#### Your goal
Which lines in the records below contain the word "rear"? List every such line, copied in full.

#### Data for processing
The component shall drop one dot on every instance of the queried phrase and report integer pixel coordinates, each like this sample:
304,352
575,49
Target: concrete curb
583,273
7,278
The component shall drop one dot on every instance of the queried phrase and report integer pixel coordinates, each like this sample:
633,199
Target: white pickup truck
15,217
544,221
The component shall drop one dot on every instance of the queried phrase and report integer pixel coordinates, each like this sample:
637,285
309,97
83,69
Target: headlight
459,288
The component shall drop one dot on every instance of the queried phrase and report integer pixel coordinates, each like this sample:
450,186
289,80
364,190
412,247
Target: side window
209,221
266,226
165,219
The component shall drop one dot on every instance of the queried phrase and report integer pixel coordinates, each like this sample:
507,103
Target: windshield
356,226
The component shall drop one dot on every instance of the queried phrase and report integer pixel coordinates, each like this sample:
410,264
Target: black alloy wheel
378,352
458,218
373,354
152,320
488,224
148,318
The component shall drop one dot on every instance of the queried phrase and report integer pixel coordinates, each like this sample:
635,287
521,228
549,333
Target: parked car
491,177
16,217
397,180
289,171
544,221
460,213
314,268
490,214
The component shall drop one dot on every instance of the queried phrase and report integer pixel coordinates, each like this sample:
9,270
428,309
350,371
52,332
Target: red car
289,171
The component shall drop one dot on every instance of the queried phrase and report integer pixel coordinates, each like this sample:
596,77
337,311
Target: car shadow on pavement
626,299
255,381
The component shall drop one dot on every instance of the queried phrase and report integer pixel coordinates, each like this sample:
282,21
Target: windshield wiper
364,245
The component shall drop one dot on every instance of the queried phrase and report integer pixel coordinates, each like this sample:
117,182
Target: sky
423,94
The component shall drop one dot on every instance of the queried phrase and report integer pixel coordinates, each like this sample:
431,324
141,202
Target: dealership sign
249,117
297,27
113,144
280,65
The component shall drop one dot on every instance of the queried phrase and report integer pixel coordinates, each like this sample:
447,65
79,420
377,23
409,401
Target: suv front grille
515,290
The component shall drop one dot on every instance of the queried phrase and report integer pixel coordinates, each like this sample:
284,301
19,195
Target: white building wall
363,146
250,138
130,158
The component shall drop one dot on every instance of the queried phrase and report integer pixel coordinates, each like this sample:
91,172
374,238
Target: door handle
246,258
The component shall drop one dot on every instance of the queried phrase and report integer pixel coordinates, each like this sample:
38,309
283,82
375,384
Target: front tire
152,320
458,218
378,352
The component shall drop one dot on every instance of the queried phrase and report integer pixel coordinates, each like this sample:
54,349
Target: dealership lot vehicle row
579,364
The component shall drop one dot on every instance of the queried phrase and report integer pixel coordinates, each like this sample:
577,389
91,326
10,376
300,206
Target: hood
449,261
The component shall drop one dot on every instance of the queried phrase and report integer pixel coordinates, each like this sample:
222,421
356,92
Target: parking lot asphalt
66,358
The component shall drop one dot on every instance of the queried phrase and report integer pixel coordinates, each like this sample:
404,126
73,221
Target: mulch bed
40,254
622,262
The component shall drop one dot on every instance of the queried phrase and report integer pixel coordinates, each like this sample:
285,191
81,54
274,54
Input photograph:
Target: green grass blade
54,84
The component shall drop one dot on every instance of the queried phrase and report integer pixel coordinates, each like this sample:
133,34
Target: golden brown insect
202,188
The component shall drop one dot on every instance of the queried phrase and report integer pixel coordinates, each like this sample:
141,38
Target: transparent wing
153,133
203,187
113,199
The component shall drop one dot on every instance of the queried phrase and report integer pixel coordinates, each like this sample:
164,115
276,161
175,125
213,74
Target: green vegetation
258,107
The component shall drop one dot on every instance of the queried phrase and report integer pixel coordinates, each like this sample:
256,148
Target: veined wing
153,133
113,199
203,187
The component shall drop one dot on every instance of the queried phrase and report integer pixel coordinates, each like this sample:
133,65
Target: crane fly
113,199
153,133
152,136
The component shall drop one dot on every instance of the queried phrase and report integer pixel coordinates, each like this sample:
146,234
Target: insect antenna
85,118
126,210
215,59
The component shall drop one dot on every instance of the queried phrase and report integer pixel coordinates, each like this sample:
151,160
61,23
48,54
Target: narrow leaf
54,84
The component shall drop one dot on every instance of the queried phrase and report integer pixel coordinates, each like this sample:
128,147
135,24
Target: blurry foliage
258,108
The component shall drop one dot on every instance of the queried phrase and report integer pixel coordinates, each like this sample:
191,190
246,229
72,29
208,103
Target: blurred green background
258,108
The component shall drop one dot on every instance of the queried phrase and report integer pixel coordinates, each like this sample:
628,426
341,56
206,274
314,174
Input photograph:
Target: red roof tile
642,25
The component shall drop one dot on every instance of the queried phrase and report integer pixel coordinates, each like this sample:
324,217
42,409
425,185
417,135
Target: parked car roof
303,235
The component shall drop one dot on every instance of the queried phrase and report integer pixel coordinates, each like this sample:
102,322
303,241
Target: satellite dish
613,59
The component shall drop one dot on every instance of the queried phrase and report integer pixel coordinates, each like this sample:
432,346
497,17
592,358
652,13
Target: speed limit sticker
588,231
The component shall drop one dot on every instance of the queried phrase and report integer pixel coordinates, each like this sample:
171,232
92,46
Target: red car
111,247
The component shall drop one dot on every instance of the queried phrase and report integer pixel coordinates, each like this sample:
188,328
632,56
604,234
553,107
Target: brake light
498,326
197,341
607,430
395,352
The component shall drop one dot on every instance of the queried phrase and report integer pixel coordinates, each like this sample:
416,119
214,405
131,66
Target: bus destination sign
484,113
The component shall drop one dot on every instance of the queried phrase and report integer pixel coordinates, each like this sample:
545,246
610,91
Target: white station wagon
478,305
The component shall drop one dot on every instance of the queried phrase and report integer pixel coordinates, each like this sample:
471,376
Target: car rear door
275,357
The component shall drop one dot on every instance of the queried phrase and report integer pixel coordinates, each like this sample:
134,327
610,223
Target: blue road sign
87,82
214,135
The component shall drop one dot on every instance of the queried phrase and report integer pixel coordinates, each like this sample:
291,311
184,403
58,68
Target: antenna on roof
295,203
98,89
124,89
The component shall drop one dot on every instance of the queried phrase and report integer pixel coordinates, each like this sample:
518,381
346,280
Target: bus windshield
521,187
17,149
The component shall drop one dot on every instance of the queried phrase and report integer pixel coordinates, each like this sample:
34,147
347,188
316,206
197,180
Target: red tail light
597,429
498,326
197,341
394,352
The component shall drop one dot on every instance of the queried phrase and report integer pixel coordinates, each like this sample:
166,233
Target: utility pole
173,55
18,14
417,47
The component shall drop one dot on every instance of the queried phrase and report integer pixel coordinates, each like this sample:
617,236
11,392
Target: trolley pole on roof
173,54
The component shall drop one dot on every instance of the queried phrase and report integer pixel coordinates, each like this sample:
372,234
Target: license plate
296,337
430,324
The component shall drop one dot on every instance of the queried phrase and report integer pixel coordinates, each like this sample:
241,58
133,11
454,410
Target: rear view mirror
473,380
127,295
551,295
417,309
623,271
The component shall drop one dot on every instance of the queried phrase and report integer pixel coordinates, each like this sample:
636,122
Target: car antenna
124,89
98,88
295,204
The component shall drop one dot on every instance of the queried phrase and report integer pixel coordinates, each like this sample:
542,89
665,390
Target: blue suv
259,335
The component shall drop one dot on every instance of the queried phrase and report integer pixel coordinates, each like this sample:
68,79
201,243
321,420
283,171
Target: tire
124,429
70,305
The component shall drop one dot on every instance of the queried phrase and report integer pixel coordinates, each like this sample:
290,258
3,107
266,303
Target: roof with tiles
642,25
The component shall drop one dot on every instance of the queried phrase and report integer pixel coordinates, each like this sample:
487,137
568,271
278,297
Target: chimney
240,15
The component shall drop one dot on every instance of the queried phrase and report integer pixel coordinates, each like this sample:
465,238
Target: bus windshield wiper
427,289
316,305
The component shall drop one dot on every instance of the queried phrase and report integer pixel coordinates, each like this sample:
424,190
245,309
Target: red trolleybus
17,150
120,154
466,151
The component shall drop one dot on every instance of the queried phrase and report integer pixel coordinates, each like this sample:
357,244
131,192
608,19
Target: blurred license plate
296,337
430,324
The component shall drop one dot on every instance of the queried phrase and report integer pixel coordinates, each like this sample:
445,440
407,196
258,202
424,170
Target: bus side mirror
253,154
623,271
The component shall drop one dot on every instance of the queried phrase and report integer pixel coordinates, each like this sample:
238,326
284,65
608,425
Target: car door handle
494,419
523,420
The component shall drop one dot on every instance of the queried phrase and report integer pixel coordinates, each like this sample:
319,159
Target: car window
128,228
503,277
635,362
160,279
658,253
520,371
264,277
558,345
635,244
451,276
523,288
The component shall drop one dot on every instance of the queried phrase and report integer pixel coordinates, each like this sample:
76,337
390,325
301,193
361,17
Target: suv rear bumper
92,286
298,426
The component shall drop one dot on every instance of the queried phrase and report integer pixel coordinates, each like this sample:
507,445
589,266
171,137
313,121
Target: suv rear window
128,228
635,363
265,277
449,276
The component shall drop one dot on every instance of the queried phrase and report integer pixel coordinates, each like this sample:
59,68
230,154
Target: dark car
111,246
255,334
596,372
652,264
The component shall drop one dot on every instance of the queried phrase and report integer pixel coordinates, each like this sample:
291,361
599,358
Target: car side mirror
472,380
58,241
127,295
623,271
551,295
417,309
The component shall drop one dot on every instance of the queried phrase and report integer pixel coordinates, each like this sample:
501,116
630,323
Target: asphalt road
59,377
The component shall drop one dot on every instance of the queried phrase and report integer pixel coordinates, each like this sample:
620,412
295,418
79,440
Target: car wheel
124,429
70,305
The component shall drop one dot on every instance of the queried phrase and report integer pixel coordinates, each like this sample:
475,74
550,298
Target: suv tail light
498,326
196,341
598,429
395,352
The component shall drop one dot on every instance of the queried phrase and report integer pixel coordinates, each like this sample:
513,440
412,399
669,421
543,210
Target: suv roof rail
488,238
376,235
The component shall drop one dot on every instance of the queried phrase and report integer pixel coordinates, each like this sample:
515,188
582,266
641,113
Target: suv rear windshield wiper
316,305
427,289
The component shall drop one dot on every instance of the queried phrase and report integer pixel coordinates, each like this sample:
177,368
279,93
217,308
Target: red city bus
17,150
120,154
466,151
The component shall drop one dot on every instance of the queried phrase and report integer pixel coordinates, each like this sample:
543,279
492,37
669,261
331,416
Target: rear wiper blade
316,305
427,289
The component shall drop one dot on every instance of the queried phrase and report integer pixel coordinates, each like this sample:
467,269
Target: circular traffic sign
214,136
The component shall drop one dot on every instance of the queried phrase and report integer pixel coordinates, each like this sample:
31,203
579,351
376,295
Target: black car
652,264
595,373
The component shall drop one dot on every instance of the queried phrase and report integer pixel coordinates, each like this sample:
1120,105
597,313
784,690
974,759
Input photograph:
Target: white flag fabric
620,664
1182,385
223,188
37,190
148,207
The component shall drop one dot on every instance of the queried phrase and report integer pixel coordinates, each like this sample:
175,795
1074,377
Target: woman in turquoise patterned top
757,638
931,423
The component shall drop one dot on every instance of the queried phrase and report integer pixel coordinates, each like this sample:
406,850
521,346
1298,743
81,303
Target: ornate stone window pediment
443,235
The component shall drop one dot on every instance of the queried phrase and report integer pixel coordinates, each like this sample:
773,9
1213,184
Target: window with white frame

#### Exercise solution
Target: car rear door
Target: rear view mirror
Target: suv rear bumper
Target: suv rear window
Target: suv rear windshield wiper
Target: rear wiper blade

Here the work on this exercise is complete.